• DIRECTIONS:
Whatever appears in the listing, return all of it exactly.

-----

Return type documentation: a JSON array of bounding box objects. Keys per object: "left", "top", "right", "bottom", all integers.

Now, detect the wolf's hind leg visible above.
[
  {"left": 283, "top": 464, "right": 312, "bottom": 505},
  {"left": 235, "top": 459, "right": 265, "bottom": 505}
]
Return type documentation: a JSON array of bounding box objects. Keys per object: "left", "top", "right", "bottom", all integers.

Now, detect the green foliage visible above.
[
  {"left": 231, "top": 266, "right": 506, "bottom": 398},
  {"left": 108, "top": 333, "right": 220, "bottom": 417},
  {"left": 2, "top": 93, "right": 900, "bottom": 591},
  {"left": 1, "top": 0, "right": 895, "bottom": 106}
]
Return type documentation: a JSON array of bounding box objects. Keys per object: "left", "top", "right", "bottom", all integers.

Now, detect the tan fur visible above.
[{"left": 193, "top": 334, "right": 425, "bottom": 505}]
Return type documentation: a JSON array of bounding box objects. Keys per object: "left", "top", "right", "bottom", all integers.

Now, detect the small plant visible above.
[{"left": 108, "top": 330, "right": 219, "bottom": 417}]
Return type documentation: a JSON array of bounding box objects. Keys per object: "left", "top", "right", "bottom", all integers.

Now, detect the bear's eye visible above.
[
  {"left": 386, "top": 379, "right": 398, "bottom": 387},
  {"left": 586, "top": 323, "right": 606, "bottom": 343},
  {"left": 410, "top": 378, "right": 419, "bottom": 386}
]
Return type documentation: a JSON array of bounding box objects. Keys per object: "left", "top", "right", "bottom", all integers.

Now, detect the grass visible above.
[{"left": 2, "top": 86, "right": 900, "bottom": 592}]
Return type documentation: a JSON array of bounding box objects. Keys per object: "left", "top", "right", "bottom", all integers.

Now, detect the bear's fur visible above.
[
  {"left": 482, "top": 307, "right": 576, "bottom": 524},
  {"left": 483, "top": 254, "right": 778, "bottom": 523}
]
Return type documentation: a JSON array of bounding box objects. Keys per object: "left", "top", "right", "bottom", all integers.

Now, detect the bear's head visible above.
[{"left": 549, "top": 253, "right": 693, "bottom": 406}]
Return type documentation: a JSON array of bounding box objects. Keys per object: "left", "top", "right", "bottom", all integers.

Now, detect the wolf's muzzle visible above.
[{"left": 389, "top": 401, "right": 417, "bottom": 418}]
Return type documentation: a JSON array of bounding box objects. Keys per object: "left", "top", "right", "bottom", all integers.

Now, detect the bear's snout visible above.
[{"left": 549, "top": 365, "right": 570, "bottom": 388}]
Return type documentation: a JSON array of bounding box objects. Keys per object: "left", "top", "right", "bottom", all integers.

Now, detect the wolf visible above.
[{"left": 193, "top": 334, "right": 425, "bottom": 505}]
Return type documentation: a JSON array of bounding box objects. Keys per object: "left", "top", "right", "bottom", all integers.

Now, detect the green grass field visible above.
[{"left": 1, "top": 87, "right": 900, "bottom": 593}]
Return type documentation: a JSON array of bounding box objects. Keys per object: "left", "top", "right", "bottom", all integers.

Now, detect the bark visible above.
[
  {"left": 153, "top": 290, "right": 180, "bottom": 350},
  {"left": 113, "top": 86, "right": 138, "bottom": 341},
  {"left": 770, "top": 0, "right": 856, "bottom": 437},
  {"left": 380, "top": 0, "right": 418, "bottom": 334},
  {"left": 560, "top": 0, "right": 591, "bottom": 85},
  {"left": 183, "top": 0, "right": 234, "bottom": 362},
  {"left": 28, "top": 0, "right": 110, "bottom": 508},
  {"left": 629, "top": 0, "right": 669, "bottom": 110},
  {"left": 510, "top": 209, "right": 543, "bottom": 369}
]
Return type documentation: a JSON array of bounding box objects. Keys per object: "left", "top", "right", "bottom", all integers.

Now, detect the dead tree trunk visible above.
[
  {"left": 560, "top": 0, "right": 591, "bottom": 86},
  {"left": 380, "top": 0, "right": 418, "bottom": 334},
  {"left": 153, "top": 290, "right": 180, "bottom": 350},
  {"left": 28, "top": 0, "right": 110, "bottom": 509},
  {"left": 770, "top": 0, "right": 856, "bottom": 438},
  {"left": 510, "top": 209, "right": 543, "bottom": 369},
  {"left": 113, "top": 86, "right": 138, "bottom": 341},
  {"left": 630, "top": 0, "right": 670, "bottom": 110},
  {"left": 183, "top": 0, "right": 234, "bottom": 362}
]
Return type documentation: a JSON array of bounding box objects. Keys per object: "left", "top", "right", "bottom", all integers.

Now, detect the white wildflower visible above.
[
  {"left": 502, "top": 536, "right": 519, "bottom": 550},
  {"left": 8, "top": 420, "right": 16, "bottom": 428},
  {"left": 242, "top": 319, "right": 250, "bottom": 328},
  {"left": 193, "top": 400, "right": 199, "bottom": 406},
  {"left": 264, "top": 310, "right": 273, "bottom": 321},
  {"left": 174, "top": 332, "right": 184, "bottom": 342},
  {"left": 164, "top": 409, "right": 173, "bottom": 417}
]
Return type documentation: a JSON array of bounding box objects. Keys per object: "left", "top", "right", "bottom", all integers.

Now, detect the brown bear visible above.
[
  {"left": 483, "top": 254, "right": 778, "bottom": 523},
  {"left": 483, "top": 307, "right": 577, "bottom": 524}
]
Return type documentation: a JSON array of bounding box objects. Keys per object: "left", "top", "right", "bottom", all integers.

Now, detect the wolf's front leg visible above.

-----

• OUTPUT FOR THIS TASK:
Return type documentation: a JSON array of bounding box objects. Keys per object: "left", "top", "right", "bottom", all integers.

Now, detect the wolf's hind leg visible above.
[
  {"left": 283, "top": 464, "right": 312, "bottom": 505},
  {"left": 235, "top": 459, "right": 265, "bottom": 505}
]
Return type documentation: a JSON array of bounding box objects. Keys per object: "left", "top", "right", "bottom", all integers.

Now, detect the green foliage visible above.
[
  {"left": 231, "top": 266, "right": 506, "bottom": 398},
  {"left": 108, "top": 333, "right": 220, "bottom": 417},
  {"left": 2, "top": 93, "right": 900, "bottom": 591},
  {"left": 1, "top": 0, "right": 895, "bottom": 106}
]
Return type documentation: a JSON array of bounding box objects. Keys per object: "left", "top", "right", "bottom", all integers.

Now, detect the tan fur visible above.
[{"left": 193, "top": 334, "right": 425, "bottom": 505}]
Return type documentation: a JSON array of bounding box objects. Keys per object: "left", "top", "right", "bottom", all integers.

Now, detect the small plant visible above.
[{"left": 108, "top": 330, "right": 219, "bottom": 417}]
Return type documentation: a JSON array of bounding box objects. Keys per object: "left", "top", "right", "bottom", all integers.

Now, detect the bear's eye visible above.
[
  {"left": 386, "top": 379, "right": 398, "bottom": 387},
  {"left": 586, "top": 323, "right": 606, "bottom": 343},
  {"left": 410, "top": 378, "right": 419, "bottom": 386}
]
Return type documentation: a JSON array of bounding box objects. Keys per object: "left", "top", "right", "bottom", all integers.

Now, detect the grass visible above.
[{"left": 2, "top": 86, "right": 900, "bottom": 592}]
Return type documentation: a JSON array of bounding box objects. Keys per object: "left", "top", "right", "bottom", all integers.

Now, detect the bear's fur visible above.
[
  {"left": 482, "top": 307, "right": 576, "bottom": 524},
  {"left": 483, "top": 254, "right": 778, "bottom": 523}
]
Return type documentation: a JSON array of bounding box objects. Keys per object: "left", "top", "right", "bottom", all integers.

Now, detect the bear's head visible above.
[{"left": 549, "top": 253, "right": 693, "bottom": 406}]
Return type documentation: a JSON array of bounding box objects. Keys per object: "left", "top", "right", "bottom", all integers.

Now, detect the wolf's muzzle visible above.
[{"left": 389, "top": 401, "right": 417, "bottom": 418}]
Return type documentation: a JSON array of bounding box objects. Keys per object: "left", "top", "right", "bottom", all integers.

Now, detect the bear's snout visible above.
[{"left": 549, "top": 365, "right": 570, "bottom": 388}]
Return type documentation: a JSON array of bounding box objects. Keys per object: "left", "top", "right", "bottom", all integers.

Now, detect the wolf visible above.
[{"left": 193, "top": 334, "right": 425, "bottom": 505}]
Return type documentation: a JSON array of bounding box objects. Keys per object: "left", "top", "right", "bottom", all integers.

Now, detect the green grass field visible above.
[{"left": 1, "top": 87, "right": 900, "bottom": 593}]
Return type documentation: a JSON array of bounding box objects. Keys per object: "left", "top", "right", "bottom", all integers.

Now, detect the bark visible above.
[
  {"left": 153, "top": 290, "right": 180, "bottom": 350},
  {"left": 113, "top": 86, "right": 138, "bottom": 341},
  {"left": 770, "top": 0, "right": 856, "bottom": 437},
  {"left": 380, "top": 0, "right": 418, "bottom": 334},
  {"left": 560, "top": 0, "right": 591, "bottom": 85},
  {"left": 183, "top": 0, "right": 234, "bottom": 362},
  {"left": 28, "top": 0, "right": 110, "bottom": 508},
  {"left": 629, "top": 0, "right": 669, "bottom": 110},
  {"left": 510, "top": 209, "right": 543, "bottom": 369}
]
Return type documentation: a JSON array of bounding box objects. Keys per object: "left", "top", "right", "bottom", all integers.

Now, detect the dead tree trunk visible above.
[
  {"left": 560, "top": 0, "right": 591, "bottom": 86},
  {"left": 380, "top": 0, "right": 418, "bottom": 334},
  {"left": 153, "top": 290, "right": 180, "bottom": 350},
  {"left": 28, "top": 0, "right": 110, "bottom": 509},
  {"left": 770, "top": 0, "right": 856, "bottom": 438},
  {"left": 510, "top": 209, "right": 543, "bottom": 369},
  {"left": 113, "top": 86, "right": 138, "bottom": 341},
  {"left": 630, "top": 0, "right": 670, "bottom": 110},
  {"left": 183, "top": 0, "right": 234, "bottom": 362}
]
Return type documentation: a JSON array of bounding box objects. Keys per object: "left", "top", "right", "bottom", all integers.

Now, detect the white wildflower visible above.
[
  {"left": 502, "top": 536, "right": 519, "bottom": 550},
  {"left": 8, "top": 420, "right": 16, "bottom": 428},
  {"left": 242, "top": 319, "right": 250, "bottom": 328},
  {"left": 193, "top": 400, "right": 199, "bottom": 406},
  {"left": 264, "top": 310, "right": 273, "bottom": 321},
  {"left": 174, "top": 332, "right": 184, "bottom": 342},
  {"left": 164, "top": 409, "right": 173, "bottom": 417}
]
Return type documentation: a JSON array of bounding box objects. Keys per object: "left", "top", "right", "bottom", all integers.

Now, detect the brown bear visible above.
[
  {"left": 483, "top": 254, "right": 778, "bottom": 523},
  {"left": 483, "top": 307, "right": 577, "bottom": 524}
]
Return type documentation: a JSON array of bounding box objects. Keys per object: "left", "top", "right", "bottom", all integers.

Now, detect the wolf's front leg visible above.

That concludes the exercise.